[Start of Article]

CARLA Simulator - Semantic Segmentation

Question

CARLA Simulator - Semantic Segmentation

Closed this issue 5 years ago · 33 comments

Hello,

Firstly, thanks for this amazing work.

Secondly, I want to use the network to train it on my own dataset from (CARLA Simulator). Are there any tips on how to adapt your implementation to my own dataset (with only 12 classes of semantics) ?

Answer 1 · 2018-08-24T09:33:04.000Z

Hi! Thanks and sorry for my late reply.
I haven't tested it on CARLA but it should be fine by modifying the NUM_CLASSES variable in the main.py and the "ignoreIndex" that is passed to the iouEval. For example if your ignore class is the label "11", you should modify "iouEvalTrain = iouEval(NUM_CLASSES)" line with
iouEvalTrain = iouEval(NUM_CLASSES, 11) and the same for the iouEvalVal line. Hope that works!

[End of Article]
[Start of Extracted information]

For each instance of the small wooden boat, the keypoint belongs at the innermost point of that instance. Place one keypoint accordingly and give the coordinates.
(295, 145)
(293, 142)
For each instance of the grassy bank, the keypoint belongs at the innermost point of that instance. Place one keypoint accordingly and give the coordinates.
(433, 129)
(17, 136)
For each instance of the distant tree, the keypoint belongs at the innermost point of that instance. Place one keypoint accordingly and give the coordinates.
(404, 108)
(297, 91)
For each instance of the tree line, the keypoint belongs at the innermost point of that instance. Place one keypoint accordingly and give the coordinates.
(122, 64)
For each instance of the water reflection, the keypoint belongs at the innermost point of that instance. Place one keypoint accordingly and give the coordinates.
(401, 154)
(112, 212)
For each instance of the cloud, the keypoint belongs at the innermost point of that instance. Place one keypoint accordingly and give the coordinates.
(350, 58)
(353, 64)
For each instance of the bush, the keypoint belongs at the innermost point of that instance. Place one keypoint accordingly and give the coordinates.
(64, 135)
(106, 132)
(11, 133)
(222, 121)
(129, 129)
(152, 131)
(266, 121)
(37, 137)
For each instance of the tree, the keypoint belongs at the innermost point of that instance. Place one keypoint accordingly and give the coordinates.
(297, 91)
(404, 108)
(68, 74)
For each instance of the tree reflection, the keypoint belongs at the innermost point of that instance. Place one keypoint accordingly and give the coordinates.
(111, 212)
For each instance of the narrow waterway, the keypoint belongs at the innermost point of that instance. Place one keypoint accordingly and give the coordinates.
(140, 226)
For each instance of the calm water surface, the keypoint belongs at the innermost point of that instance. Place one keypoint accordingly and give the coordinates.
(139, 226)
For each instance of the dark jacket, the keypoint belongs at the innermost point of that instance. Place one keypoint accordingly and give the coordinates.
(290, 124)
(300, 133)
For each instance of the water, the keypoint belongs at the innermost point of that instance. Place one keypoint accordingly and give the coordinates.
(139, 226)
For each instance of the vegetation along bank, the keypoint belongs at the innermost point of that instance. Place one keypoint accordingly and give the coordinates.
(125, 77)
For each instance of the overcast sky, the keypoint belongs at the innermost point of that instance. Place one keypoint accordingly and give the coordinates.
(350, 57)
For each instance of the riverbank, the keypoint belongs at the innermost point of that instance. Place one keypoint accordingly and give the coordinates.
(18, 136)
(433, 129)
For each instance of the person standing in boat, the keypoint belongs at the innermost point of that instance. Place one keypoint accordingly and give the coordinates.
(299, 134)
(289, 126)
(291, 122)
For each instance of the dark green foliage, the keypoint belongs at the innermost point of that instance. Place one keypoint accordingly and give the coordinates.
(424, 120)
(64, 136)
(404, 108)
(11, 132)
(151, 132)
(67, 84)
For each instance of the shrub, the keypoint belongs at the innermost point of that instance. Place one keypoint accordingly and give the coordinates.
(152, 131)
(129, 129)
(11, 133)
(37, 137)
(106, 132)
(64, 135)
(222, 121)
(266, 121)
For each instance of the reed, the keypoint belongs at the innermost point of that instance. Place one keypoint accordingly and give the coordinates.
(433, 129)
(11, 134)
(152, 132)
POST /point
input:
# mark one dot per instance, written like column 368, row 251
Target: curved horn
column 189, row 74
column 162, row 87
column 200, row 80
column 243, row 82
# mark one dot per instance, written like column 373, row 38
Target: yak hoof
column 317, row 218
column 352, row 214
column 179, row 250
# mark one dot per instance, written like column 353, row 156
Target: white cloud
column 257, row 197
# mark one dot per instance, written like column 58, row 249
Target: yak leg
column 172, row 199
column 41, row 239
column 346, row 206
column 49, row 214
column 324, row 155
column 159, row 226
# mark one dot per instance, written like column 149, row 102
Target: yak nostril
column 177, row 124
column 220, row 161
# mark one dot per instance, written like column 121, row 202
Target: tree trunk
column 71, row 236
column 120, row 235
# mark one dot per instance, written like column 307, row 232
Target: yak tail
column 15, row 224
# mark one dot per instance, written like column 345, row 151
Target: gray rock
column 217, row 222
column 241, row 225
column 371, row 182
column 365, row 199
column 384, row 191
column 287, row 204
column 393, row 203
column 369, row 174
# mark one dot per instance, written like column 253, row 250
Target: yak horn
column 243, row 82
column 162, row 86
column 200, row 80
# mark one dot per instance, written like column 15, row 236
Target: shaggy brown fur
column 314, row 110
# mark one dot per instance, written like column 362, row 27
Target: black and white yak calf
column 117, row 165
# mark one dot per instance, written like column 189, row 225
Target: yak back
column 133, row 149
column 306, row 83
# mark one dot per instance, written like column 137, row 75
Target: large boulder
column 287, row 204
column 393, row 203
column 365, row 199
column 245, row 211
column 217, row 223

[End of Extracted information]

* **Problems to solve**
1) Transcribe the passage of the CARLA thread from "Hi! Thanks and" up to and including "Hope that works!".
2) In the CARLA thread, which variable in main.py does the reply say to modify?

* **Solutions to the problems**
1)
Hi! Thanks and sorry for my late reply.
I haven't tested it on CARLA but it should be fine by modifying the NUM_CLASSES variable in the main.py and the "ignoreIndex" that is passed to the iouEval. For example if your ignore class is the label "11", you should modify "iouEvalTrain = iouEval(NUM_CLASSES)" line with
iouEvalTrain = iouEval(NUM_CLASSES, 11) and the same for the iouEvalVal line. Hope that works!

2) NUM_CLASSES